Prompt:
Reproduce each of the rows below word for word, changing nothing.
━━━━━━━━━━━━━━━━━━━━━━━━━━━━━━
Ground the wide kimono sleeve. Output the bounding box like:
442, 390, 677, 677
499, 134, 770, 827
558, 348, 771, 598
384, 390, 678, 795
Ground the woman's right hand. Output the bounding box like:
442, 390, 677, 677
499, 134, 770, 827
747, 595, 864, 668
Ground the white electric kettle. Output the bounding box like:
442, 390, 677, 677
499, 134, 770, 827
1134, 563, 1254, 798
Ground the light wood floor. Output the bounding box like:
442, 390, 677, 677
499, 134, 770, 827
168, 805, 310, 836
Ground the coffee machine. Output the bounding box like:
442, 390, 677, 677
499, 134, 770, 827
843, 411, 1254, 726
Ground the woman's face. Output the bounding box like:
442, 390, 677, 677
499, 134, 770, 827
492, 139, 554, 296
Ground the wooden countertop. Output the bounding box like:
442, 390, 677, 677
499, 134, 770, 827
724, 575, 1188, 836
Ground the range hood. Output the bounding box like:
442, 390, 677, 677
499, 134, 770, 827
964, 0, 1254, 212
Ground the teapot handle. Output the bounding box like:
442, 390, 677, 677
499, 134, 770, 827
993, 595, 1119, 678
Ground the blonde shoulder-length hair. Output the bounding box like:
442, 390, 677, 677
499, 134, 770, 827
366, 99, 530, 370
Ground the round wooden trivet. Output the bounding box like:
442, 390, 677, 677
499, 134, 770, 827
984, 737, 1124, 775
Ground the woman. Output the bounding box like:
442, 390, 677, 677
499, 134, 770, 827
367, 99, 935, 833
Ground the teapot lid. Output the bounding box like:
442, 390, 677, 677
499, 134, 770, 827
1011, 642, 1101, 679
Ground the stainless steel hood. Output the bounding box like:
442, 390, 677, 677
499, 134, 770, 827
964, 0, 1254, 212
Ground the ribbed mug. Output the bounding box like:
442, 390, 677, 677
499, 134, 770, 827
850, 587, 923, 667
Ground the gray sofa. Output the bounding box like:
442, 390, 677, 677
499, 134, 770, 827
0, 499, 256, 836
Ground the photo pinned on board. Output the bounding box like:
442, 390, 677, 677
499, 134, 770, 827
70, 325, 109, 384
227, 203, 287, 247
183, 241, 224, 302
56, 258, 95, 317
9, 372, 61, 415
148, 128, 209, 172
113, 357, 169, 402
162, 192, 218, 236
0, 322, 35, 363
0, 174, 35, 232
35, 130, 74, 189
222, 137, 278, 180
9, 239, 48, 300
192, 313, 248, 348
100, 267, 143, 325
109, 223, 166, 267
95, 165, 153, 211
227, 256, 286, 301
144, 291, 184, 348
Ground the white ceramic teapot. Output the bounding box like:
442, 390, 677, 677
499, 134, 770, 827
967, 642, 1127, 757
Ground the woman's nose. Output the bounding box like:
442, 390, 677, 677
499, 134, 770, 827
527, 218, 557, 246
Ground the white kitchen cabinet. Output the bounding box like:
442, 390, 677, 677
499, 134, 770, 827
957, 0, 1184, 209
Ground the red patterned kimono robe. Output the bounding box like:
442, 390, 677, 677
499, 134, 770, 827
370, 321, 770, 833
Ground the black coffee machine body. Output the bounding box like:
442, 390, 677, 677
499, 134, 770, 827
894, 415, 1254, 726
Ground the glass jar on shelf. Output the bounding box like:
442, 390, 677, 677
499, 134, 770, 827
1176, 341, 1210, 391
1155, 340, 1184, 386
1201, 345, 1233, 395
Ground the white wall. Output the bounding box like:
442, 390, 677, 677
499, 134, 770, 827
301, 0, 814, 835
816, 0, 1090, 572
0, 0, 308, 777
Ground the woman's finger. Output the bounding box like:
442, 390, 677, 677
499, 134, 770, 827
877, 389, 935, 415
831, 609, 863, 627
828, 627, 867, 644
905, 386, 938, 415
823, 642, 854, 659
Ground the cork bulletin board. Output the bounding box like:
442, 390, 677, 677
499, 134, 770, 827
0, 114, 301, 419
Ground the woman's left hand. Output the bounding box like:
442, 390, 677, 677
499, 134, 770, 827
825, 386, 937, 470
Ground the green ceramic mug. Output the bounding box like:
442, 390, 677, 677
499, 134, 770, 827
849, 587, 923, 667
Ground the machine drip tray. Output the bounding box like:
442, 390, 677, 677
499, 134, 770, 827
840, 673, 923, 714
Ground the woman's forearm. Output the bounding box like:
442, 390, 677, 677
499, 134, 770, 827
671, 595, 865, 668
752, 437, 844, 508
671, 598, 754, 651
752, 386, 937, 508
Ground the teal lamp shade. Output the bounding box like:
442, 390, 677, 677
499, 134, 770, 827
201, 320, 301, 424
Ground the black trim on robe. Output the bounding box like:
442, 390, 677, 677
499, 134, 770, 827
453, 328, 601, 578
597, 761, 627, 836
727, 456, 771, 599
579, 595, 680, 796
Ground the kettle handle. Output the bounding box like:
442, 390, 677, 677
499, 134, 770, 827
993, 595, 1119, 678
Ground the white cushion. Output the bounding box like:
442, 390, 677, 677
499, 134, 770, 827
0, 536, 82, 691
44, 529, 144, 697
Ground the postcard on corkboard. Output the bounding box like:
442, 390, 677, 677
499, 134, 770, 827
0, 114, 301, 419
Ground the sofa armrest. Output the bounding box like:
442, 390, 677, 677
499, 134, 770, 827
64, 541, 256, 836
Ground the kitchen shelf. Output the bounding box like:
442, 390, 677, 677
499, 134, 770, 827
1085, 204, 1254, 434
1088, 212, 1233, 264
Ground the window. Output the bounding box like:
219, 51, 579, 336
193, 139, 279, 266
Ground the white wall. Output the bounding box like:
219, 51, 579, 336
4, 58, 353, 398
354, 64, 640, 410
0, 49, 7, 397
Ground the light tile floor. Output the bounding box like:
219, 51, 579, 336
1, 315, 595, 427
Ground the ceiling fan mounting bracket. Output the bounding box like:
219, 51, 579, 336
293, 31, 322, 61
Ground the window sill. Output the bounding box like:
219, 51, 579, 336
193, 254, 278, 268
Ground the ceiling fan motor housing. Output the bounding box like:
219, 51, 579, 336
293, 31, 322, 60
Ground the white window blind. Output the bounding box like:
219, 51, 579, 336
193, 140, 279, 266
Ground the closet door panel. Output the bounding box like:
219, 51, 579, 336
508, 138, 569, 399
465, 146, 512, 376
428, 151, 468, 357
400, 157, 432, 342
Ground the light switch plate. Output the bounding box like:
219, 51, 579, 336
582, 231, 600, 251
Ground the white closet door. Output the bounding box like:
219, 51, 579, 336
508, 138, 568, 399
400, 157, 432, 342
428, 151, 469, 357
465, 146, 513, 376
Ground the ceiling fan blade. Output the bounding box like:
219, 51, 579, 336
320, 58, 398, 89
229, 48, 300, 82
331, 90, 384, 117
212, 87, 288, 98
━━━━━━━━━━━━━━━━━━━━━━━━━━━━━━
Answer to the task:
Ground the wide kimono sleeve. Output the bounding box like:
442, 390, 677, 677
499, 134, 770, 827
558, 348, 771, 598
384, 390, 678, 795
Ground the woman's right hand. Output the bounding box like:
442, 390, 677, 677
499, 134, 770, 827
747, 595, 864, 668
Ground the white electric kettle. Output the bounding box like:
442, 390, 677, 677
499, 134, 770, 827
1134, 563, 1254, 798
Ground the light wood floor. Output the bounding box like:
442, 390, 677, 677
499, 134, 770, 827
168, 805, 310, 836
Ground the coffee machine. Output the bounding box like:
442, 390, 677, 677
499, 134, 770, 827
843, 411, 1254, 726
Ground the woman's face. Output the bounding box like:
442, 390, 677, 677
499, 134, 770, 827
492, 139, 554, 296
Ground the wooden countertop. Output the bounding box like:
442, 390, 677, 677
499, 134, 770, 827
724, 575, 1188, 836
Ground the range hood. Output the bounding box like:
442, 390, 677, 677
499, 134, 770, 827
964, 0, 1254, 212
Ground the teapot handle. Output the bounding box like:
442, 390, 677, 677
499, 134, 770, 827
993, 595, 1119, 678
Ground the blonde shoulder-length hair. Output the bounding box like:
442, 390, 677, 677
499, 134, 770, 827
366, 99, 530, 370
Ground the round wooden trivet. Output the bounding box like:
442, 390, 677, 677
499, 134, 770, 827
984, 737, 1124, 775
Ground the woman. Output the bounding box like:
442, 390, 677, 677
499, 134, 770, 827
367, 99, 935, 833
Ground the teapot lid. Output the bounding box like:
442, 390, 677, 677
499, 134, 770, 827
1011, 642, 1101, 679
Ground the stainless steel hood. Output the bounding box like:
442, 390, 677, 677
499, 134, 770, 827
964, 0, 1254, 212
Ground the ribbed mug. Output the bounding box like:
442, 390, 677, 677
499, 134, 770, 827
850, 587, 923, 667
Ground the gray sofa. Output the bounding box like:
442, 390, 677, 677
499, 134, 770, 827
0, 499, 256, 836
Ground the photo pinned on board. Output the bounding box like:
442, 390, 677, 677
499, 134, 770, 827
70, 325, 109, 384
227, 203, 287, 247
183, 241, 224, 302
56, 258, 95, 317
9, 372, 61, 415
148, 128, 209, 172
113, 357, 169, 402
162, 192, 218, 236
0, 322, 35, 363
0, 174, 35, 232
35, 130, 74, 189
222, 137, 278, 180
9, 239, 48, 300
192, 313, 248, 348
100, 267, 143, 325
109, 223, 166, 267
95, 165, 153, 211
227, 256, 286, 301
144, 291, 184, 348
Ground the white ceramic teapot. Output the bounding box like:
442, 390, 677, 677
499, 134, 770, 827
967, 642, 1127, 757
Ground the woman's nose. Output the bounding box like:
442, 390, 677, 677
499, 134, 770, 827
527, 218, 557, 246
Ground the white kitchen cabinet. Output the bounding box like:
442, 390, 677, 677
499, 134, 770, 827
957, 0, 1184, 209
Ground the red patterned kimono robe. Output the bounding box like:
442, 390, 677, 677
499, 134, 770, 827
370, 321, 770, 833
Ground the black coffee machine body. Output the bounding box like:
442, 390, 677, 677
499, 134, 770, 827
894, 415, 1254, 726
Ground the glass jar on shelf. Output the bounding box like:
442, 390, 677, 677
499, 134, 770, 827
1176, 341, 1210, 391
1155, 340, 1184, 386
1201, 345, 1233, 395
Ground the white wall. Output the bounding box like:
442, 390, 677, 677
499, 134, 770, 827
301, 0, 814, 835
816, 0, 1090, 572
0, 0, 308, 777
Ground the woman's finger. Output the bounding box like:
442, 390, 677, 677
499, 134, 770, 827
877, 389, 935, 415
831, 609, 863, 627
828, 627, 867, 644
905, 386, 938, 415
823, 642, 854, 659
Ground the cork bulletin board. Output the bounding box like:
442, 390, 677, 677
499, 134, 770, 827
0, 114, 301, 419
Ground the woman's left hand. Output the bounding box like:
442, 390, 677, 677
499, 134, 770, 827
825, 386, 937, 470
Ground the green ceramic mug. Output the bounding box like:
442, 390, 677, 677
499, 134, 770, 827
849, 587, 923, 667
Ground the machine drip tray. Output the bounding box like:
442, 390, 677, 677
499, 134, 770, 827
840, 673, 923, 714
Ground the woman's forearm. Output the bounding box like:
442, 390, 677, 677
499, 134, 770, 827
671, 595, 865, 668
752, 437, 844, 508
671, 598, 754, 651
752, 386, 937, 508
Ground the teal lamp shade. Output the bounding box like:
442, 390, 677, 677
499, 134, 770, 827
201, 320, 301, 424
Ground the black trim on robe. Output the bounding box like:
442, 390, 677, 677
499, 134, 770, 827
453, 328, 601, 578
597, 761, 627, 836
727, 456, 771, 599
579, 595, 680, 796
Ground the kettle handle. Output the bounding box like:
442, 390, 677, 677
499, 134, 770, 827
993, 595, 1119, 678
Ground the white cushion. Output the bounding box like:
442, 390, 677, 677
499, 134, 770, 827
0, 536, 82, 691
44, 529, 144, 697
Ground the postcard on corkboard. Output the bounding box like:
442, 390, 677, 677
499, 134, 770, 827
0, 114, 301, 419
Ground the sofa armrest. Output the bounding box like:
442, 390, 677, 677
499, 134, 770, 827
64, 541, 256, 836
Ground the kitchen shelf. Output the bounding box like:
442, 390, 677, 677
499, 134, 770, 827
1085, 204, 1254, 434
1088, 212, 1233, 264
Ground the window. Output the bounding box like:
219, 51, 579, 336
193, 139, 279, 266
Ground the white wall. Output the bounding box like:
219, 51, 579, 336
4, 58, 353, 398
354, 64, 640, 410
0, 49, 7, 397
Ground the light tile floor. Output the bounding box like:
219, 51, 579, 336
1, 315, 595, 427
Ground the ceiling fan mounting bracket. Output the bounding box like:
219, 51, 579, 336
293, 31, 322, 61
Ground the window sill. Output the bounding box like:
219, 51, 579, 336
193, 254, 278, 268
Ground the ceiling fan motor housing. Output the bounding box like:
219, 51, 579, 336
293, 31, 322, 60
Ground the white window blind. Output the bounding box like:
219, 51, 579, 336
193, 140, 279, 266
Ground the closet door panel. Output the bounding box like:
219, 51, 579, 336
508, 138, 569, 399
465, 146, 512, 376
428, 151, 468, 357
400, 157, 432, 342
Ground the light switch plate. Output the bounding box like:
219, 51, 579, 336
582, 231, 600, 251
Ground the white closet door. Output the bounding box like:
219, 51, 579, 336
508, 138, 568, 399
400, 157, 432, 342
428, 151, 469, 357
465, 146, 513, 376
Ground the ceiling fan blade. Output the bounding box like:
219, 51, 579, 336
320, 58, 398, 89
229, 48, 300, 82
331, 90, 384, 117
212, 87, 288, 98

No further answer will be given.